▸ **Source document**
◇ ◇ ◇ ◇ ◇

You look at the line and it's a line that's an average of all these little dots. It's not about culture is one incident. I mean if it's egregious enough, maybe it's, but a lot of the little dots, someone not closing their laptop exactly at 5:00 PM but maybe for a week it was really stressful. There's a bunch of dots above the line. It'll slowly start moving the average up, but then hopefully there's also a bunch of dots below the line. It'll slowly move the average down. This is the reason to think of it as an average and not as these singular individual events because you can't be perfect in that. And that's not the goal either. It's not the goal to have the perfect culture where everyone just does exactly what we intend to all the time. It is to do mostly the right things most of the time so that people can reasonably look in that and go like, yeah, that's fair. That's actually who they are.

Jason (06:37):
Another way to put it is that culture is its show, it's not tell. And I think a number of companies will tell a lot about the culture and they'll have meetings about culture and town halls about culture and I would just be like, it is what it is. I don't care what you say it is, it is what it's, it's just like I don't care if you tell me it's 50 degrees outside, it's 70, you can tell me it's 50 all day long. It's 70 out. That's what it actually is. That's what culture is. It's the actual temperature of the organization and not the forecast.

David (07:11):
What I've found with that is that the more companies are eager to talk about culture, culture, culture all the time and talk, talk, talk about it, the more suspicious I am that there's actually a bunch of bullshit hidden under the carpet. So I think there's also a little bit of smell in that if you are obsessed with talking about culture, writing it down, it's probably because you're trying to cover something up.

Kimberly (07:36):
My husband works in tech and one of his companies that he worked at had a whole culture committee, a whole committee of people just dedicated to make sure everyone was happy and it was good culture. So it's funny when you think about that. So my question, David, especially in tech, I think a lot of tech companies are known for a culture of working crazy hours, sleeping at the office. That obviously is not the kind of company that you and Jason have created. How do you create something completely different from what is standard in the industry?

◇ ◇ ◇ ◇ ◇

Object pointing dataset records:
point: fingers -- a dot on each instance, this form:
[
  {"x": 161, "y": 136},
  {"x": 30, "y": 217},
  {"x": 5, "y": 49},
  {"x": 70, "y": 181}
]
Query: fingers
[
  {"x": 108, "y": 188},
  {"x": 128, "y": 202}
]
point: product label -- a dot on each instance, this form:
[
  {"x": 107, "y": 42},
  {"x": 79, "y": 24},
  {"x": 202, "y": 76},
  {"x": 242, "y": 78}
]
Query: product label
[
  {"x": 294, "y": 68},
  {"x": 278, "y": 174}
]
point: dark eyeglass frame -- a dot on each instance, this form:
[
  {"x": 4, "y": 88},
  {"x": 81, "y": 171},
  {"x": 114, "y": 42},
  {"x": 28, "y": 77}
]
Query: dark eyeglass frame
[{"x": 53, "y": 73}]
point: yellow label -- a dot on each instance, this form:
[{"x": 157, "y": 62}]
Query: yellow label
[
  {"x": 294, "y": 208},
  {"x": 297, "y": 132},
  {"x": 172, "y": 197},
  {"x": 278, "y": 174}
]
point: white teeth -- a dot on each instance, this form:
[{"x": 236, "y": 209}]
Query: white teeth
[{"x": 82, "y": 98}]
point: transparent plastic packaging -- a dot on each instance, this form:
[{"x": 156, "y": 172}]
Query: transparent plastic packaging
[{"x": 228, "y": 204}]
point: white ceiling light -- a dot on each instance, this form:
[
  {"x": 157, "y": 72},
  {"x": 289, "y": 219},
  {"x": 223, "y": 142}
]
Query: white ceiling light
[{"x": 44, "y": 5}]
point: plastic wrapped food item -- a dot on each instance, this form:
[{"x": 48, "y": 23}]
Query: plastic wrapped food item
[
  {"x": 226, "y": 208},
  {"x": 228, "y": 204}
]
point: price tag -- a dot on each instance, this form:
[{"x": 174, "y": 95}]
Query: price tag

◇ ◇ ◇ ◇ ◇

▸ **Task list**
a – In the transcript on company culture, list every named speaker along with the timestamp shown beside that name.
b – Carry on the transcript on company culture from the point where it stops.

▸ **Outputs in order**
a – Jason (06:37), David (07:11), Kimberly (07:36)

b –
David (08:09):
I think it helped that we started that way. When Jason and I started working together on Basecamp, I had a limited amount of time to dedicate to it, 10 hours a week. Jason and Ryan and the rest of the team were treating it as a third or a fourth client. So we were born under constraints that meant we didn't have even 40 hours a week to dedicate to it. And in that limited amount of time, we built the foundation for the whole company in what, six months, calendar months or something like that? We released Basecamp in February of 2004 and that continues to this day, 20 years later almost to be the foundation of everything. So if we could create something so valuable on such little time, it'd be the height of hubris to think that you know what if we just throw in more hours, we can exponentially increase the value.

No, it is exponential, but in the opposite direction. The more hours you spent, the less marginal value of those hours and at some point the marginal value goes negative. I mean early on in my career I had fun doing all-nighters. And I say fun because it felt like it was sort of camaraderie, hardship and it sucked. We didn't do anything good if I had gone through a sprint of an actual all-nighter, it took several days to recover. So again, if you take that moving average, you can also do a moving average of productivity. I was terrible. I might've gotten slight marginal utility out of pulling that all-nighter and then the next three days would be shot. How much insane productivity would've had to extract from that one hero day to make up for the fact that three days afterwards I was completely shot. So I think we just looked at that, the realism of how did we create the company?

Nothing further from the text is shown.